### [Written problem]
Arrange the part of the listing that opens with the line containing "Practice step: point out every instance of the arm" and closes with the line containing "pixel 182 697" as a two-column CSV headed instruction and points. Give one row per instruction, with its text and its answer each in a single quoted field and line breaks turned into spaces.
>> start Excerpted data
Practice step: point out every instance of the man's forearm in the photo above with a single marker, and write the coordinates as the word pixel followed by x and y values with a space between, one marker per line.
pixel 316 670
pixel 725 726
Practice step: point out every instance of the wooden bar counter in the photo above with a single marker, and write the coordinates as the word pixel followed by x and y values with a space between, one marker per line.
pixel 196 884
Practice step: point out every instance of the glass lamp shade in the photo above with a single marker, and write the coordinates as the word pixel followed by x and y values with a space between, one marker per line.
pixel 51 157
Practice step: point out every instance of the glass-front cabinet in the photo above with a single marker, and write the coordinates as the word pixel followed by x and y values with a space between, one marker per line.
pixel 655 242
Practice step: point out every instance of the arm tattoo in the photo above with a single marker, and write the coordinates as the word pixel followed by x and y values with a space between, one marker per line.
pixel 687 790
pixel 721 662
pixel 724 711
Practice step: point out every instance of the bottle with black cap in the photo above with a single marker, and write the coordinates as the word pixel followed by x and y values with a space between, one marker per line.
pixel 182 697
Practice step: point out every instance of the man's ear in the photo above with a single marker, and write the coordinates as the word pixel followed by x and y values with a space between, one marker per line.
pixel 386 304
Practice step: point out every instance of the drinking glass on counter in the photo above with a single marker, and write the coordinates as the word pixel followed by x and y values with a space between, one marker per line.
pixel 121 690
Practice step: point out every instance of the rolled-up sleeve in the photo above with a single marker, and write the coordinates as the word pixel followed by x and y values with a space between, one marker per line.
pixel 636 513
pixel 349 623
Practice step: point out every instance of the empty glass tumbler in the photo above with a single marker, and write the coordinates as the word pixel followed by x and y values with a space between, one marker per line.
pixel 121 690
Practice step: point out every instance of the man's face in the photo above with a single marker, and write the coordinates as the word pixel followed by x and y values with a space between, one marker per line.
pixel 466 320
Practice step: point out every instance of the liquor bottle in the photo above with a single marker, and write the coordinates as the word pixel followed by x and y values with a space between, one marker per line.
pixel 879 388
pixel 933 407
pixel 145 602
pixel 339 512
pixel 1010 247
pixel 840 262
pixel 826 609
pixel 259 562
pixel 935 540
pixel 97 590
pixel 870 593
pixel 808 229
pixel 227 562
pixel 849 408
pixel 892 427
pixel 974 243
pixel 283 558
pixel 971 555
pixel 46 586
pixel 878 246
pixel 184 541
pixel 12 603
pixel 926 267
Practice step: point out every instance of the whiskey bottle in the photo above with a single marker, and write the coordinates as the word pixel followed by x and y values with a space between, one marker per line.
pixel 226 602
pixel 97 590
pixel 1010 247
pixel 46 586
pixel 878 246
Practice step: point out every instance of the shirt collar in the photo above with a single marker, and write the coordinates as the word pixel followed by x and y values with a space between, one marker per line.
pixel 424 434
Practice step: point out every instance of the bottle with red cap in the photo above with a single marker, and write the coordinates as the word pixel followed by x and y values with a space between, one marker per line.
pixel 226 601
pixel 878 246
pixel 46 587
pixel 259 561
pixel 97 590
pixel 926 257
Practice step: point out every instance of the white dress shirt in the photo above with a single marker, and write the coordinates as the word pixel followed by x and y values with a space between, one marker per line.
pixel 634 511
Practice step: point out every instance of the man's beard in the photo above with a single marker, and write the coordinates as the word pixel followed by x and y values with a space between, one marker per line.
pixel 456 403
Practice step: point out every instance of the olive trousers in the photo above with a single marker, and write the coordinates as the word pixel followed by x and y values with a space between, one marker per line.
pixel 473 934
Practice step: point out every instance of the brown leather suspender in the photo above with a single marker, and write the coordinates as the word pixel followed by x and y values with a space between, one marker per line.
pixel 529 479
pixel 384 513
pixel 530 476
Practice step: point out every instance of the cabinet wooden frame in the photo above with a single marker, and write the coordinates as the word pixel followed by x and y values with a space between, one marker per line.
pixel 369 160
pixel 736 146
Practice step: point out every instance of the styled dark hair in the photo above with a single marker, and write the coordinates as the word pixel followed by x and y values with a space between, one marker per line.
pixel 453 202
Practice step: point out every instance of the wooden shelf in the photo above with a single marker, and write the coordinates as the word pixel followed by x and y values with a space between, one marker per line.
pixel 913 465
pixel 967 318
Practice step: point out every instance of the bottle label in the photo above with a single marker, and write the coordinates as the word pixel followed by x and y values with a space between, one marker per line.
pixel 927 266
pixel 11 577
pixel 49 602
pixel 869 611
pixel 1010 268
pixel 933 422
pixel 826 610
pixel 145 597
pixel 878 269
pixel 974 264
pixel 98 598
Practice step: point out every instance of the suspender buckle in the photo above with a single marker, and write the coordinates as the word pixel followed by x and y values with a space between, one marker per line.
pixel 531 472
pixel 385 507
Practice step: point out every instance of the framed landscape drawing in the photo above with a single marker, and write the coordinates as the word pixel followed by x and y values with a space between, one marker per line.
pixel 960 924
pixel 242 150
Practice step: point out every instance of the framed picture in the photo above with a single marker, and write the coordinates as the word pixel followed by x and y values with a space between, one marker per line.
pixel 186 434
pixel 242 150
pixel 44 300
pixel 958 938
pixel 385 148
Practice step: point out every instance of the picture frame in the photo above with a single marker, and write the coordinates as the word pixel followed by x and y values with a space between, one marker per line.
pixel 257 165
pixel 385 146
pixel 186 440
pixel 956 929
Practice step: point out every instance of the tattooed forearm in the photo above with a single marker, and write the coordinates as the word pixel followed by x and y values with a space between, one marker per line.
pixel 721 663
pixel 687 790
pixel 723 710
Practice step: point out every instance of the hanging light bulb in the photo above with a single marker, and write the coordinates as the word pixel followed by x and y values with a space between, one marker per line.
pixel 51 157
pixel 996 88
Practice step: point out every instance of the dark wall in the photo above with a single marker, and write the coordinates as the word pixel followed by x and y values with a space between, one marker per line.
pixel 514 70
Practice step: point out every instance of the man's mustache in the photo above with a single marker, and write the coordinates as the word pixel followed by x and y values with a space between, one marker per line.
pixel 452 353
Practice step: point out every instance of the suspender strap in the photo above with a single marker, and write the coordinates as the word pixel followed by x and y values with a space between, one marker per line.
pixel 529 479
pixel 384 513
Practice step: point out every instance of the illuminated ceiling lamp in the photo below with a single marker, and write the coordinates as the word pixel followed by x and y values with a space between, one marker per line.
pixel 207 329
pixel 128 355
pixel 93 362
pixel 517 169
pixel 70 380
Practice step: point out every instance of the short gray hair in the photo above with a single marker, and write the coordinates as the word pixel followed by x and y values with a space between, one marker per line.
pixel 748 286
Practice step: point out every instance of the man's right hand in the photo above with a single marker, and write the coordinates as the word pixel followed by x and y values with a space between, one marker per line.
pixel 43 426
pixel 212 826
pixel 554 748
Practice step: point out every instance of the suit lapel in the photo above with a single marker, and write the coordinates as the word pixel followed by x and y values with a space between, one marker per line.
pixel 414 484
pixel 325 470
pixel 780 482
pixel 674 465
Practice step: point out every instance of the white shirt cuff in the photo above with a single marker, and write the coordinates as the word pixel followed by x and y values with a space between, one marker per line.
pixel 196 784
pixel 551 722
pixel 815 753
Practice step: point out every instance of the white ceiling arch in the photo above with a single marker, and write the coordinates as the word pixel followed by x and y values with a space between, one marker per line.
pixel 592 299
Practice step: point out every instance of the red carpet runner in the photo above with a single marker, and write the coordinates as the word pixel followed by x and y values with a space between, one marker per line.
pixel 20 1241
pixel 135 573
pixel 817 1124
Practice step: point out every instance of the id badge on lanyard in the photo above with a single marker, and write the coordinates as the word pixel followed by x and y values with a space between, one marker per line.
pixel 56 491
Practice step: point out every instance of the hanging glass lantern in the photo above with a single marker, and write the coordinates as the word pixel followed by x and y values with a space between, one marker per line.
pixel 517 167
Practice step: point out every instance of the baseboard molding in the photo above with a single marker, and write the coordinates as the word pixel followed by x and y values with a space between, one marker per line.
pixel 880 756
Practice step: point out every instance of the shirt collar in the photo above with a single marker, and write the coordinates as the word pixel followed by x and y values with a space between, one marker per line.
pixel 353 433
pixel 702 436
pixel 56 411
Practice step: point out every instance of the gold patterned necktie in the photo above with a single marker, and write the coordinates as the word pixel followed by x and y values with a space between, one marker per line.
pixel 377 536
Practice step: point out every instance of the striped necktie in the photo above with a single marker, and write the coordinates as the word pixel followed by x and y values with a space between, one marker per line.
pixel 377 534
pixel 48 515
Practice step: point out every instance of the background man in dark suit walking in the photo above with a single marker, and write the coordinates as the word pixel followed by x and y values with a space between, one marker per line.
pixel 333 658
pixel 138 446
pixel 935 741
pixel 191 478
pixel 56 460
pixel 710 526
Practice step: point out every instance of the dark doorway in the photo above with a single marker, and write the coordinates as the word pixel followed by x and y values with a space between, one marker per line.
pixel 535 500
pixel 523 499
>> end Excerpted data
>> start Excerpted data
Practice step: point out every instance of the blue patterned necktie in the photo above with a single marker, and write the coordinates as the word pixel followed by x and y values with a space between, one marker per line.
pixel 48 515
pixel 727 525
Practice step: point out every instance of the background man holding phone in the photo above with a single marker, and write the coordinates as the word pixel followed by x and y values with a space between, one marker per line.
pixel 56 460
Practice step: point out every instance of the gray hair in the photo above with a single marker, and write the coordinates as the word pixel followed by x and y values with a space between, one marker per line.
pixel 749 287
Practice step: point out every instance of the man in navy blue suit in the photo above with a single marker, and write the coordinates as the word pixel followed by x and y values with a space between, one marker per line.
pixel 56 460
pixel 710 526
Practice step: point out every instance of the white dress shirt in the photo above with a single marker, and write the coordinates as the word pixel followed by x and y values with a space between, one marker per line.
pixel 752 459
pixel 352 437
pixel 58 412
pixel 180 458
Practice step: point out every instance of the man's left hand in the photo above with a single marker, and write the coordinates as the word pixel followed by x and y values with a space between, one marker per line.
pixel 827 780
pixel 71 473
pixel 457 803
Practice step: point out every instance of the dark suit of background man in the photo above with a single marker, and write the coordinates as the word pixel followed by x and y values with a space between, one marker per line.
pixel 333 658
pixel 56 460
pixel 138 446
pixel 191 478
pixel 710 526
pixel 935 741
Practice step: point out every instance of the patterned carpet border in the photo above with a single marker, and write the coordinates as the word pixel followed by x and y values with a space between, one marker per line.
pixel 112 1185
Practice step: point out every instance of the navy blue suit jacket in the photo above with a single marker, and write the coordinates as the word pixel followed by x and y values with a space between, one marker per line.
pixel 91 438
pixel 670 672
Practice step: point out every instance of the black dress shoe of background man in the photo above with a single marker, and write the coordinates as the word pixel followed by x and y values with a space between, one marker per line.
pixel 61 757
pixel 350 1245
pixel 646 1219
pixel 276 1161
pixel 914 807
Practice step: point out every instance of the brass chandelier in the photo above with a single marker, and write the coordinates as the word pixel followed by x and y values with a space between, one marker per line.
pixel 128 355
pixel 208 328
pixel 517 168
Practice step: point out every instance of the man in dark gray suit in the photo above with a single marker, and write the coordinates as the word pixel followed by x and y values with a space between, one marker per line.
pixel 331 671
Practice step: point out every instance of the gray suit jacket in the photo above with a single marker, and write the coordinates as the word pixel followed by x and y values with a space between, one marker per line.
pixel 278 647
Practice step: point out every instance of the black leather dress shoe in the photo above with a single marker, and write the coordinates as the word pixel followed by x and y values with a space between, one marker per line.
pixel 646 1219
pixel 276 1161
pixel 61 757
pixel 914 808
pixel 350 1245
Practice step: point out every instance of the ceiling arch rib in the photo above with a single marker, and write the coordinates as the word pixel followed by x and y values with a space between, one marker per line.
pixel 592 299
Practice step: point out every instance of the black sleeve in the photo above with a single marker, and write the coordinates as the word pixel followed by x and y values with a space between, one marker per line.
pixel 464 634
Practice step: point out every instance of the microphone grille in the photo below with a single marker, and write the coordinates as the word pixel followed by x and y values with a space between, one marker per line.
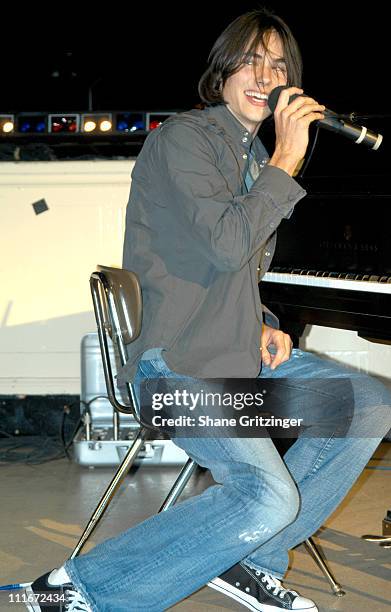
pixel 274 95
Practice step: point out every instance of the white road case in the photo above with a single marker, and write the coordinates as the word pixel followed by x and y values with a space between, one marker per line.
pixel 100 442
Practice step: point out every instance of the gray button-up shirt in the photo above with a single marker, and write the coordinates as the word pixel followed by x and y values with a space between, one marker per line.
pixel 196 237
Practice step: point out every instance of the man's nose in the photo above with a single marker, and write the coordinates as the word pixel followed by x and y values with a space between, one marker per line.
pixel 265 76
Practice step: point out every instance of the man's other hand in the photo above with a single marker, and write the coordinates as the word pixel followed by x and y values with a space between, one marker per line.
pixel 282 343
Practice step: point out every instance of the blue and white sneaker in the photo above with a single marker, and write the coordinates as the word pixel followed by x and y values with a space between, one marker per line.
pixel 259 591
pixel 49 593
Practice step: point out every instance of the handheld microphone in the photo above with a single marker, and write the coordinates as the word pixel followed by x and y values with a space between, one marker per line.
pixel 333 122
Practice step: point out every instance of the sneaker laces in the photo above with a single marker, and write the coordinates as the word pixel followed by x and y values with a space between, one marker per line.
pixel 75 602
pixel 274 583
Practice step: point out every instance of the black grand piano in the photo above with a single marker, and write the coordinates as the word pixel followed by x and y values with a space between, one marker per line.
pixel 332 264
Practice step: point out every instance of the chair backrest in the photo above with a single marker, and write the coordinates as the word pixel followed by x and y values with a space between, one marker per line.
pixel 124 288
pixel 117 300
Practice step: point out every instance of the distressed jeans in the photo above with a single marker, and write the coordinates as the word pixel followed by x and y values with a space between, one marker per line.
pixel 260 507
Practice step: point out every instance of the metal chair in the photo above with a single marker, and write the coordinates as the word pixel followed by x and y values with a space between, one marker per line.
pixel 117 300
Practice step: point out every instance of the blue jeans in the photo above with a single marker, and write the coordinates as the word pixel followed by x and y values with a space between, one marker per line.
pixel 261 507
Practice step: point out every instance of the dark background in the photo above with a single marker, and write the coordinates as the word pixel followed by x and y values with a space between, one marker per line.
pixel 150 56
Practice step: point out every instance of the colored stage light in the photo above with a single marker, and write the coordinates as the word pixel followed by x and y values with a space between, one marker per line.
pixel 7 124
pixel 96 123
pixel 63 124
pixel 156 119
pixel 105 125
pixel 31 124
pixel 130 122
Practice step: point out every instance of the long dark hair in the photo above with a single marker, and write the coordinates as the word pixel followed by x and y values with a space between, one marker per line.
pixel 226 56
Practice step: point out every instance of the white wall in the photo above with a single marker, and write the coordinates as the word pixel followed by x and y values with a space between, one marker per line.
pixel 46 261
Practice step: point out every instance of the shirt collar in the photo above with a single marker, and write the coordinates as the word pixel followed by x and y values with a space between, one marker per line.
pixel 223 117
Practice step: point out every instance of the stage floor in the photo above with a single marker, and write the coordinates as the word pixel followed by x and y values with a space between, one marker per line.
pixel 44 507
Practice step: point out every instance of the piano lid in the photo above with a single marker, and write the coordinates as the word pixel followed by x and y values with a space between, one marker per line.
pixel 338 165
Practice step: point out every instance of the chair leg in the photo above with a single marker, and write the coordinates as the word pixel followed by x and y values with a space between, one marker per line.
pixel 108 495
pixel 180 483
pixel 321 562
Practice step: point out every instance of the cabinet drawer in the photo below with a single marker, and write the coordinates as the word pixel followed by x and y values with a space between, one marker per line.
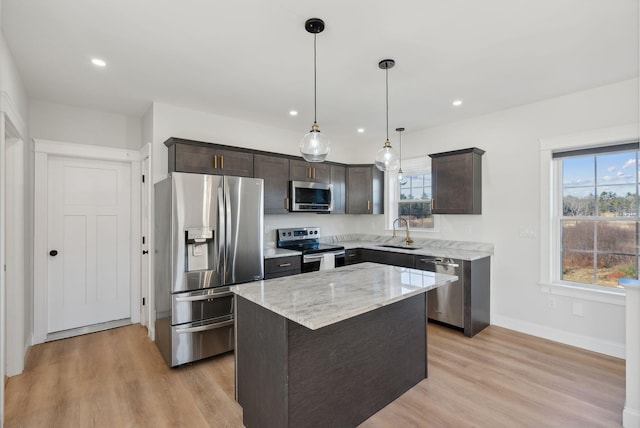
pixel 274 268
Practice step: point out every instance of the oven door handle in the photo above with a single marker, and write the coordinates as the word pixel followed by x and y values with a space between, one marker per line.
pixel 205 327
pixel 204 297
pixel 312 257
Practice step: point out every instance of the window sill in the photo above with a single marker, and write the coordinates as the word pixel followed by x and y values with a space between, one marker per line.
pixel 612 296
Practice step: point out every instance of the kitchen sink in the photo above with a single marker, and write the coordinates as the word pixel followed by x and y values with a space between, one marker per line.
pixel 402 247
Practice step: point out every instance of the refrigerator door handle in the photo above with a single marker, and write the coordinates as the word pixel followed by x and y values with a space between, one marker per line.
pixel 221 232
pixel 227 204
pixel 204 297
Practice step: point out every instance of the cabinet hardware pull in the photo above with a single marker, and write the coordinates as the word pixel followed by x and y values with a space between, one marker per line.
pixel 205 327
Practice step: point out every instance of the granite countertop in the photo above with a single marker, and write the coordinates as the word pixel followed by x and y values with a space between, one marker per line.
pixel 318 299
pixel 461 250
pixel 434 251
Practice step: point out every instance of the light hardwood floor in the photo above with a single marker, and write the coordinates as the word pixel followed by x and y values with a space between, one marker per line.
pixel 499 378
>> end Excerpted data
### [Response to the task]
instruction,points
"Practice step: point out every instance of the arm tattoo in the photo above with a single marker, and write the coordinates as the word pixel followed by x and y values with a space between, one marker per line.","pixel 687 790 pixel 721 662 pixel 724 711"
"Practice step: point out every instance of the bottle with black cap in the photo above with a single marker, and write the coordinates as the word pixel followed by x and y values with a space between, one marker per line.","pixel 182 697"